* _To be done_:
Turn every line of the items below into a numbered list, leaving out any blank lines.

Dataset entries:
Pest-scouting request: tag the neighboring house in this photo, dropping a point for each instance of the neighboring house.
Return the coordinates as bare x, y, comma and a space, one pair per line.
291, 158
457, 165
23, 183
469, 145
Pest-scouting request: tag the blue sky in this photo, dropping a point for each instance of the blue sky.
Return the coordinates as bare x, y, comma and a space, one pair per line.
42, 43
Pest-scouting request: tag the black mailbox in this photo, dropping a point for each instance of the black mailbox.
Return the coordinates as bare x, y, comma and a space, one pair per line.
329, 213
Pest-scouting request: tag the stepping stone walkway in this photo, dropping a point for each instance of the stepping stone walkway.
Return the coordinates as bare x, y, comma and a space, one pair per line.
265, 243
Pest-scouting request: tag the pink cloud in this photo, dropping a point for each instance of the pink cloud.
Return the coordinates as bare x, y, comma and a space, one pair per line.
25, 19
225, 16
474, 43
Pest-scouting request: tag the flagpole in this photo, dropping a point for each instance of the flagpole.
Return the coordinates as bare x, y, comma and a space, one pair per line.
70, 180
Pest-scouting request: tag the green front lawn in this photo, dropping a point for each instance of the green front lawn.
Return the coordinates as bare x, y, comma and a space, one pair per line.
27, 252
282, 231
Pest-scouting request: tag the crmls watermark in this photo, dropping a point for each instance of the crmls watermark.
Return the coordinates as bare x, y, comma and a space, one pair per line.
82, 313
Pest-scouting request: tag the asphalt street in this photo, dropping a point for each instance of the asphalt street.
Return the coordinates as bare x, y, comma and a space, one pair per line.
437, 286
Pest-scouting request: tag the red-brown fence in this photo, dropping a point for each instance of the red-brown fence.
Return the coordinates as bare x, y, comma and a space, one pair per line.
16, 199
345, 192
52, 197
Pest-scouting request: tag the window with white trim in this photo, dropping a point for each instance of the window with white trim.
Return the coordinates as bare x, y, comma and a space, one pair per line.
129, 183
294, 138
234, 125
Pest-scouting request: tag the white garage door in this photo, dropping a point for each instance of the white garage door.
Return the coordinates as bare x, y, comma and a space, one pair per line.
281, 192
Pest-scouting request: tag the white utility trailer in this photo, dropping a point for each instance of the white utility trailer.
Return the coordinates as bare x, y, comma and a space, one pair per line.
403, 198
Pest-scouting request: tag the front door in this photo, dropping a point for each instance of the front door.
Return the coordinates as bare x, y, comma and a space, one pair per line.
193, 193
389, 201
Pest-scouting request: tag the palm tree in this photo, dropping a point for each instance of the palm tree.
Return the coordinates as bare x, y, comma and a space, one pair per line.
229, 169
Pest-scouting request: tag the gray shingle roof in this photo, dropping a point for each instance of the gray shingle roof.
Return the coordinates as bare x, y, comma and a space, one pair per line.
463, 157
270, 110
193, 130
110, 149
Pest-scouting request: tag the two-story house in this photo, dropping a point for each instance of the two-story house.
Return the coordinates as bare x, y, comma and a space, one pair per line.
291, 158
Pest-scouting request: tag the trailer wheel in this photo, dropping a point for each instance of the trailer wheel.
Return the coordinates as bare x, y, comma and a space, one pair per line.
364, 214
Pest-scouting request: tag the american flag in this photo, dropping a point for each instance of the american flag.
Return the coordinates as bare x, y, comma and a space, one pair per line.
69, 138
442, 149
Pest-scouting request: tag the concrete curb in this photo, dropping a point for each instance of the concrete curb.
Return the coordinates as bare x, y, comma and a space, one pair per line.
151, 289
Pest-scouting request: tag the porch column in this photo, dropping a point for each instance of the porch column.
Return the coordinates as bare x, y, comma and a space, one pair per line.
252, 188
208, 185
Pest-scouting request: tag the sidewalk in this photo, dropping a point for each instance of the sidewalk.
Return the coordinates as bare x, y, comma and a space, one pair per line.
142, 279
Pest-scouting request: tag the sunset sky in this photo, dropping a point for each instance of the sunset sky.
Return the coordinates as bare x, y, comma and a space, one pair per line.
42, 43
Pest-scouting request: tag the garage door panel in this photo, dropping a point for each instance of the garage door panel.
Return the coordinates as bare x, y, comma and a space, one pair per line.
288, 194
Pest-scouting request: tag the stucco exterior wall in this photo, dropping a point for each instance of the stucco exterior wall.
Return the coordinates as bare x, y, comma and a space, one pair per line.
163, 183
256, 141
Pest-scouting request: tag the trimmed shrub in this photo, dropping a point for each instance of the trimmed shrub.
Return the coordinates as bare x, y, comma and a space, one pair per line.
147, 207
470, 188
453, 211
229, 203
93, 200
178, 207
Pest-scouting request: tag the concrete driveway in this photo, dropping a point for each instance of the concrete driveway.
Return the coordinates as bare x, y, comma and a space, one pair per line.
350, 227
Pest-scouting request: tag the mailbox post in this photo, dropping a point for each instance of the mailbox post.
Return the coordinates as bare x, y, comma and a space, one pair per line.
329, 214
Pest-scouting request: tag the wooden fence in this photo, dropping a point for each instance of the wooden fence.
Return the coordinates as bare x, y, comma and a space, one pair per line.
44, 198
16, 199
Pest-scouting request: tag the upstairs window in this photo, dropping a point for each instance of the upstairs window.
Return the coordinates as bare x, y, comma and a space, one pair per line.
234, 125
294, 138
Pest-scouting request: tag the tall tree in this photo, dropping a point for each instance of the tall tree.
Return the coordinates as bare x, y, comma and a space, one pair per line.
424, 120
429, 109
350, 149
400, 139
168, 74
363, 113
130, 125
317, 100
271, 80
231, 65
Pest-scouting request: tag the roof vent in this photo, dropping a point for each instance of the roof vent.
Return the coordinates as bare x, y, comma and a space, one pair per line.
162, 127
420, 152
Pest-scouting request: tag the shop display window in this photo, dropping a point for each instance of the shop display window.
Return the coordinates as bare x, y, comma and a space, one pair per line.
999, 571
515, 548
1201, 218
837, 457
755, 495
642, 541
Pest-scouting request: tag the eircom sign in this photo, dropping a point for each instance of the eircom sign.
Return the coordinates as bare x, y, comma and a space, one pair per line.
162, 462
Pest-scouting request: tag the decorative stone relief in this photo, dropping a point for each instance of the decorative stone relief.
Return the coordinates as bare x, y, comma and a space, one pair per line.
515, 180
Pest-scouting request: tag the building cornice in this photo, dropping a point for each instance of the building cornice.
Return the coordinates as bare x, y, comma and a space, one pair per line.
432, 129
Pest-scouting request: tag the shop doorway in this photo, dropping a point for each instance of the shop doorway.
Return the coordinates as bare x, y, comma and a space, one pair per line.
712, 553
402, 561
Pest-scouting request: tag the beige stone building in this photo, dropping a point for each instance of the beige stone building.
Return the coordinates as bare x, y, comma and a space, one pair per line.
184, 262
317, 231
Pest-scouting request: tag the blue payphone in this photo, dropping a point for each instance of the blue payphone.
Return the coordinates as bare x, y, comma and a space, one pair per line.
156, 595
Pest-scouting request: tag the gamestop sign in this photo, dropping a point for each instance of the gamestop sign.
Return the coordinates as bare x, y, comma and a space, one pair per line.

* _Output of the exercise_:
1. Pest-scouting request: tag the neighboring house in this photo, dropping a point for each instance of the neighboring house.
2. Return the coordinates as bare x, y, comma and a space, one pair per line.
3. 291, 158
4. 457, 165
5. 23, 183
6. 469, 145
7. Pest-scouting request: tag the blue sky in this photo, dropping a point for each instance of the blue sky.
8. Return the coordinates as bare x, y, comma and a space, one pair per line.
9. 42, 43
10. Pest-scouting request: tag the black mailbox in this photo, dropping a point for each instance of the black mailbox.
11. Return the coordinates as bare x, y, comma and a space, one pair per line.
12. 329, 213
13. Pest-scouting request: tag the stepping stone walkway in this photo, dropping a point for each instance of the stepping stone walkway.
14. Return the coordinates as bare x, y, comma and a space, one pair per line.
15. 265, 243
16. Pest-scouting request: tag the pink cloud in this photo, dropping a point for each instance of the pink cloud.
17. Return the coordinates as bare x, y, comma and a space, one pair per line.
18. 25, 19
19. 225, 16
20. 474, 43
21. Pest-scouting request: tag the flagpole in this photo, dropping a point for each instance of the flagpole.
22. Return the coordinates as bare x, y, comma and a space, one pair per line.
23. 70, 180
24. Pest-scouting request: tag the green front lawn in this photo, dropping a point for each instance of the green front lawn.
25. Return the coordinates as bare x, y, comma and a space, one pair per line.
26. 27, 252
27. 282, 231
28. Pest-scouting request: tag the crmls watermark in this photo, dropping a point for each instance of the crmls watermark.
29. Return the coordinates as bare x, y, comma and a space, one pair per line.
30. 82, 313
31. Pest-scouting request: tag the asphalt street in this photo, dropping a point for each instance of the asphalt street.
32. Return the coordinates as bare x, y, comma and a space, one pair per line.
33. 437, 286
34. Pest-scouting request: tag the red-brown fence in this photo, dropping a point for each instance of the red-brown fence.
35. Return the coordinates as bare x, y, comma and a space, one pair per line.
36. 16, 199
37. 345, 192
38. 52, 197
39. Pest-scouting request: tag the window with white trim in this photo, dropping a point for each instance of the window with white trim.
40. Return the coordinates as bare x, y, comma and a space, one pair per line.
41. 129, 183
42. 294, 138
43. 234, 125
44. Pest-scouting request: tag the white garage door in this photo, dropping a point for each instance of the white garage door.
45. Return the coordinates as bare x, y, comma and a space, one pair per line.
46. 281, 192
47. Pest-scouting request: tag the white utility trailer in this photo, dropping a point for each instance of the white utility trailer.
48. Return the coordinates as bare x, y, comma and a space, one pair per line.
49. 403, 198
50. Pest-scouting request: tag the front door in this photo, dropping a point for each instance of the front door.
51. Return the coordinates as bare x, y, comma and a space, one pair per line.
52. 193, 193
53. 389, 201
54. Pest-scouting request: tag the palm tree in this photo, dropping a point for each instance of the palm tree.
55. Return the coordinates as bare x, y, comma and a space, one pair per line.
56. 229, 169
57. Pest-scouting request: tag the gray shingle roof in this photo, dropping a point for each instance of the gray shingle roof.
58. Return the coordinates as bare x, y, comma and a space, one pair per line.
59. 463, 157
60. 270, 110
61. 193, 130
62. 110, 149
63. Pest-scouting request: tag the two-story house in this photo, dropping a point for each instance of the two-story house.
64. Return the coordinates as bare x, y, comma and a space, one pair per line.
65. 291, 158
66. Pest-scouting request: tag the trailer wheel in this photo, dropping a point for each instance of the trailer wheel.
67. Return the coordinates as bare x, y, comma and a space, one pair per line.
68. 364, 214
69. Pest-scouting request: tag the american flag in this photo, dropping a point for each instance of the american flag.
70. Return the coordinates as bare x, y, comma and a space, one pair per line.
71. 69, 138
72. 442, 149
73. Pest-scouting request: tag the concrete curb in this photo, dropping a point for each instance of the concrete curb.
74. Return the coordinates as bare x, y, comma and a space, one pair per line.
75. 151, 289
76. Pest-scouting request: tag the porch column in this photo, dropping a point for each instance of the porch column.
77. Return the coordinates as bare x, y, comma and a space, one pair per line.
78. 252, 188
79. 208, 185
80. Pest-scouting request: tag the sidewalk in this photo, dropping a point for each instance of the sidewalk.
81. Return the coordinates as bare x, y, comma and a space, one pair per line.
82. 142, 279
83. Pest-scouting request: tag the sunset sky in this photo, dropping a point for each instance of the sunset sky.
84. Return the coordinates as bare x, y, comma and a space, one pair per line.
85. 42, 43
86. Pest-scouting request: tag the garage door panel in this photo, dropping a point for each instance of the garage door panel.
87. Return the coordinates as bare x, y, comma and a space, one pair per line.
88. 288, 194
89. Pest-scouting request: tag the stucco exterior wall in this photo, dropping a point for each instance of the stucco exterior wall.
90. Return the coordinates as bare x, y, comma and a space, one pair per line.
91. 163, 183
92. 256, 141
93. Pest-scouting request: tag the trimmed shrub in this photo, dropping a point for each instance of the trimmed shrub.
94. Return the coordinates as bare x, y, comma and a space, one pair per line.
95. 147, 207
96. 470, 188
97. 453, 211
98. 229, 203
99. 93, 200
100. 178, 207
101. Pest-scouting request: tag the concrete driveway in this photo, dropping a point for each instance of the concrete driveway.
102. Return the coordinates as bare x, y, comma and a space, one pair per line.
103. 350, 227
104. Pest-scouting request: tag the mailbox post in this photo, dropping a point for each instance of the mailbox post.
105. Return the coordinates as bare x, y, comma and a space, one pair per line.
106. 329, 214
107. Pest-scouting request: tag the wooden fence in this photo, dropping a point for each instance of the wooden fence.
108. Return the coordinates as bare x, y, comma and a space, one pair per line.
109. 44, 198
110. 16, 199
111. Pest-scouting request: tag the upstairs window in this photo, dropping a point for each instance of the upstairs window.
112. Return the coordinates as bare x, y, comma and a space, one pair per line.
113. 234, 125
114. 294, 138
115. Pest-scouting request: tag the tall tree in this photo, dropping a point for each instance of the tall tree.
116. Return the coordinates as bare x, y, comma and a space, one pair per line.
117. 424, 120
118. 429, 109
119. 350, 149
120. 400, 139
121. 168, 74
122. 363, 113
123. 130, 125
124. 317, 100
125. 271, 80
126. 231, 65
127. Pest-scouting request: tag the roof vent in this photo, dropping a point for each instance of the roof vent.
128. Return the coordinates as bare x, y, comma and a space, one pair per line.
129. 162, 127
130. 420, 152
131. Pest-scouting request: tag the shop display window in this photo, dropping a point for each instance of the shop display window.
132. Return the coordinates as bare x, y, comma and a space, one pair per line.
133. 999, 571
134. 515, 548
135. 1201, 218
136. 837, 457
137. 755, 495
138. 642, 541
139. Pest-scouting request: tag the eircom sign in this photo, dropping a point for each instance of the eircom sign.
140. Return the coordinates as bare x, y, comma and a space, one pair per line.
141. 162, 462
142. Pest-scouting request: tag the decorative stone relief in this photo, dropping a point for each instance of the decorative stone relief.
143. Return the coordinates as bare x, y, comma and a space, one pair per line.
144. 515, 180
145. Pest-scouting request: tag the building cornice in this photo, dropping a point for each instance of the building cornice.
146. Return the coordinates as bare x, y, comma and a space, one pair per line.
147. 432, 129
148. Pest-scouting request: tag the shop doorway in this photo, dropping a point for each instance of the shop doorway.
149. Return the coordinates as bare x, y, comma and a space, one pair per line.
150. 712, 553
151. 402, 561
152. Pest-scouting request: tag the beige stone building in this photo, dropping a point for each instance of the beige stone building.
153. Return the coordinates as bare x, y, comma and a space, one pair per line.
154. 184, 262
155. 317, 231
156. Pest-scouting request: tag the blue payphone in this photo, dropping a point for each instance of the blue payphone.
157. Return the coordinates as bare x, y, comma and a space, one pair per line.
158. 156, 595
159. Pest-scouting request: tag the gamestop sign in this photo, dropping a point for each instance of the gamestop sign.
160. Return the coordinates as bare x, y, comma and a space, one pair per line.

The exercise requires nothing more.